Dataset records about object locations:
■ ■ ■

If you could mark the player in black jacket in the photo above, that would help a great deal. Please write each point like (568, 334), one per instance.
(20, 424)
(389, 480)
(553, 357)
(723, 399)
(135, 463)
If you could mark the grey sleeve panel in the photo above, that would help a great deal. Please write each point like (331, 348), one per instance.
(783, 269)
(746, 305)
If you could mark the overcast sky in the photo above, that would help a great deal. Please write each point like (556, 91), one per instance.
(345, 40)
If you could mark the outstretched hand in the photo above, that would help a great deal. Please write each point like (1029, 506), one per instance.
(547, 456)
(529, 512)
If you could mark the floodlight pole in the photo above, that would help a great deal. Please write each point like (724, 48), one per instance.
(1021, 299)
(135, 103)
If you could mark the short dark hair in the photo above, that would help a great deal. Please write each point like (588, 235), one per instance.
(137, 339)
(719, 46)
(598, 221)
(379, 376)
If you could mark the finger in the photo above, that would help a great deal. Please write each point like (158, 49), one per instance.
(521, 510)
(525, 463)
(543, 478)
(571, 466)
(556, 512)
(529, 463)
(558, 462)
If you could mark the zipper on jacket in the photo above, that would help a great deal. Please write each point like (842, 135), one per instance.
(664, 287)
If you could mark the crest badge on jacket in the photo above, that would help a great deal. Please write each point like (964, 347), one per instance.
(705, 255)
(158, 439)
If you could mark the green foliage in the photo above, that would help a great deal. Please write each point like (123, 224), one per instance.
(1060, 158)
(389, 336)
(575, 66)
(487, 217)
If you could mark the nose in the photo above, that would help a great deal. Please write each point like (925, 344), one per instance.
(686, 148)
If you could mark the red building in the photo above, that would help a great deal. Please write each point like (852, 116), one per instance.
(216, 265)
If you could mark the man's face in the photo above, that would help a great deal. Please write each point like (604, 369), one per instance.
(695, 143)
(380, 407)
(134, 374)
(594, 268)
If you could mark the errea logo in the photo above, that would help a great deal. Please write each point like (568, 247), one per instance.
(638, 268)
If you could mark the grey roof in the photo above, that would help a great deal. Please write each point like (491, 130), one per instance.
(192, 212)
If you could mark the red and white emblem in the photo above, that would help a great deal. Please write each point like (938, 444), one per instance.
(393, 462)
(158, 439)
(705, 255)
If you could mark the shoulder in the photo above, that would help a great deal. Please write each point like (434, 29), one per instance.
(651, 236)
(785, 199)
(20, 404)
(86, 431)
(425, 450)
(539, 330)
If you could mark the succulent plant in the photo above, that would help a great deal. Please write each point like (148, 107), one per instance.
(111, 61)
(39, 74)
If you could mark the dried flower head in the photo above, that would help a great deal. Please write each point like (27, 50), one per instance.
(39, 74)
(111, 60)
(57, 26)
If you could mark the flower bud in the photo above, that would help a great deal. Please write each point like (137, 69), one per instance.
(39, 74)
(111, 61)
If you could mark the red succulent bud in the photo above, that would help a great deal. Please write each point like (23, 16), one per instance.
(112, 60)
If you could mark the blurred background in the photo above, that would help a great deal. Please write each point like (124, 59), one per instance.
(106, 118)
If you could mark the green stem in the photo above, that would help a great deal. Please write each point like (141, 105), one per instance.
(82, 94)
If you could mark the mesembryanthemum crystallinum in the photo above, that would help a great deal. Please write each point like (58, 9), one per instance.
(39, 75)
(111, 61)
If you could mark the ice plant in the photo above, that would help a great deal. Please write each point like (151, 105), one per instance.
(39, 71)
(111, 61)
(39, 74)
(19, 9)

■ ■ ■

* WHAT THE TASK REQUIRES *
Starting with the line that contains "If you could mark the errea", repeat each line through the last one exactly as it appears. Include both ends and nothing more.

* OUTPUT OF THE EXERCISE *
If you could mark the errea logo in the photo above, that would help a great deal. Please write each point like (568, 247), one per instance.
(638, 268)
If you could mark the grey roof in the photo above, that would help a great deal. Please write each point like (491, 130), one per instance.
(192, 212)
If you could mark the red and white emblem in the photo above, that would help a great deal. Please write each point like (938, 444), one per instance.
(393, 462)
(158, 439)
(705, 255)
If you could mark the shoulder in the photo above, that would help a great deal. Please write each point like (434, 29), one per instance.
(651, 236)
(785, 199)
(20, 404)
(86, 431)
(425, 450)
(539, 330)
If you could mark the succulent plant in the photo above, that would help a great deal. Please write each point like (148, 107), one per instance.
(111, 61)
(39, 74)
If you could mark the dried flower head in the photo above, that would help a great deal. Please write each point like (27, 50), one per instance.
(39, 74)
(111, 60)
(57, 26)
If you could mark the flower bud in the photo above, that would help a great deal. Please write each point like (137, 69), one per instance.
(39, 74)
(111, 61)
If you could mark the red succulent bud in the photo above, that would help a great deal. Please write each point like (23, 16), one per instance.
(112, 60)
If you could mark the blurred background in the photo above, that would help a great deal. Please write each point like (124, 59), one per instance.
(106, 118)
If you could mark the green stem in the photo above, that would help a great deal. Please write each point like (141, 105), one per instance.
(82, 94)
If you could mark the mesembryanthemum crystallinum in the photo above, that would help a great deal. Please write each point like (58, 9), one per instance.
(39, 75)
(111, 61)
If you could mark the ice plant in the photo above, that would help a great deal. Please write each point like (151, 105), one per instance.
(39, 71)
(111, 61)
(39, 74)
(19, 9)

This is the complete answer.